3- Davanın konusu ve dosya mahiyeti itibariyle ek rapor istemişsek de rapordaki açıklamaların yeterli olduğunu beyan ederek terditli olarak davalıdan imza örnekleri alınarak yeniden bilirkişi raporu aldırılması yönünde talepte bulunmuştuk, ancak davanın 2019 esaslı olduğunu göz önüne alırsak gerek iş bu dosyada gerekse icra hukuk mahkemesinin talebimizin reddine ilişkin kararda bir eksiklik görmeyerek ara karara da itiraz etmeyerek rapor yönünde kesin karar verilmiştir.

 

4- YARGITAY 12. Hukuk Dairesi 2017/4390 E. 2018/6993 K. Sayılı ilamında;

 

“Bu durumda, … Laboratuvarı’nın 16/03/2015 tarihli raporu ihtimale dayalı olup imzanın borçlunun eli ürünü olup olmadığı hususunda net bir görüş bildirilmediği, bu hali ile kesin kanaat içermediği ve dolayısıyla hüküm kurmaya elverişli olmadığı açık olduğu gibi, mahkemece borçlunun itirazı üzerine Adli Tıp Kurumu’ndan aldırılan 22/12/2015 tarihli raporda da, imzaların basit tersimli olmaları nedeniyle daha ileri bir tespite gidilemediğinin belirtilmiş olduğunun belirtildiği ve 24/05/2016 tarihli raporun da ilk raporla aynı doğrultuda olduğu görülmektedir. Senetteki imzanın borçluya ait olduğunu ispat külfeti, senet elinde olup takibe başlayan ve imzanın borçluya ait olduğunu iddia eden alacaklıya aittir (HGK’nın 26.04.2006 tarih ve 2006/12-259 E., 2006/231 K. sayılı kararı). Bu durumda eldeki davanın niteliği itibariyle “imzanın borçluya ait olduğunu”  kanıtlama külfetinin alacaklıya ait olduğu göz ardı edilmemeli ve ispat yükünü ters çevirecek bir uygulamaya da gidilmemelidir.” hükmü yer almaktadır.

* [Çıkarılan Girdiler]
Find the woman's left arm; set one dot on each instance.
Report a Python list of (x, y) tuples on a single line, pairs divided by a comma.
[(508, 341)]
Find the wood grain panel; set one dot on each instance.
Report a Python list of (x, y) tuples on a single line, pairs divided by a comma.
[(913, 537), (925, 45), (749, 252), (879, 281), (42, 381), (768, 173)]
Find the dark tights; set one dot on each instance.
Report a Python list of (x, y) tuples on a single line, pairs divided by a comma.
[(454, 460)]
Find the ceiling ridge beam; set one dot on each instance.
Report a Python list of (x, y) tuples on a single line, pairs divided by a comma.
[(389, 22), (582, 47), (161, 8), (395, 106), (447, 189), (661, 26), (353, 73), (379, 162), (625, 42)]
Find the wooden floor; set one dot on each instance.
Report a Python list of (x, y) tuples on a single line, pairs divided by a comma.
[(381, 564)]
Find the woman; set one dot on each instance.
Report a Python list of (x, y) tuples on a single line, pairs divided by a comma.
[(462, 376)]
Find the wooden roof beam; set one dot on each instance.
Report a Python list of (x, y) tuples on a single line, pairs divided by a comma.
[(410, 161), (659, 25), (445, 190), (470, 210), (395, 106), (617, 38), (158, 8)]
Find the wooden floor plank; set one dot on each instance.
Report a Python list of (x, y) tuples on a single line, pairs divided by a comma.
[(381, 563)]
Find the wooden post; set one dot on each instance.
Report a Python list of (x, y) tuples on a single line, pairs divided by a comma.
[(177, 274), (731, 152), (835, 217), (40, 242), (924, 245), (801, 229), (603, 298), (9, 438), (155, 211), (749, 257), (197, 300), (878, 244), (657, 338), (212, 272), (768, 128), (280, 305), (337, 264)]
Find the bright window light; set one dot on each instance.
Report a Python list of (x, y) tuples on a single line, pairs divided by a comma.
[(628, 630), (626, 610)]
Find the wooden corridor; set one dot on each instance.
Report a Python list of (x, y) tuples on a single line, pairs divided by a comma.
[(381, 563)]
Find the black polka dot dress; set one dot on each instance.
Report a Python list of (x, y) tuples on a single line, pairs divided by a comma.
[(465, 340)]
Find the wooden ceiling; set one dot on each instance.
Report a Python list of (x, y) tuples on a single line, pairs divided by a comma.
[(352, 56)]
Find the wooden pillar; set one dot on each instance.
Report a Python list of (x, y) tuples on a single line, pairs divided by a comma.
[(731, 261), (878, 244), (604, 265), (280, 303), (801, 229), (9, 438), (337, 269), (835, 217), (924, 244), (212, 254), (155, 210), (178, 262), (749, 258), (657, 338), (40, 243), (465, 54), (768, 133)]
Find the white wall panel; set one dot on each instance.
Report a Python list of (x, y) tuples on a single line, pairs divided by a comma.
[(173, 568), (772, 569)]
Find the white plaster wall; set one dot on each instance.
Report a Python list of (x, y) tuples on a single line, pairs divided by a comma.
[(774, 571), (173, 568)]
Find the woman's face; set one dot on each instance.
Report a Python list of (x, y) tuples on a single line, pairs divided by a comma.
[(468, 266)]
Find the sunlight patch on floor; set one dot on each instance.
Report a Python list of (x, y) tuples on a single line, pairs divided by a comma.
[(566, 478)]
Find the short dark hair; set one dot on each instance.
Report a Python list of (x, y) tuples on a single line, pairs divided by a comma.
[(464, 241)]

* [Verilen Alıştırma]
İmza incelemesine ilişkin metinde "3- Davanın konusu" sözcüklerini içeren ifadeyle açılıp "kesin karar verilmiştir." ile kapanan bölümü aynen çıkarınız.

* [Problemin Çözümü]
3- Davanın konusu ve dosya mahiyeti itibariyle ek rapor istemişsek de rapordaki açıklamaların yeterli olduğunu beyan ederek terditli olarak davalıdan imza örnekleri alınarak yeniden bilirkişi raporu aldırılması yönünde talepte bulunmuştuk, ancak davanın 2019 esaslı olduğunu göz önüne alırsak gerek iş bu dosyada gerekse icra hukuk mahkemesinin talebimizin reddine ilişkin kararda bir eksiklik görmeyerek ara karara da itiraz etmeyerek rapor yönünde kesin karar verilmiştir.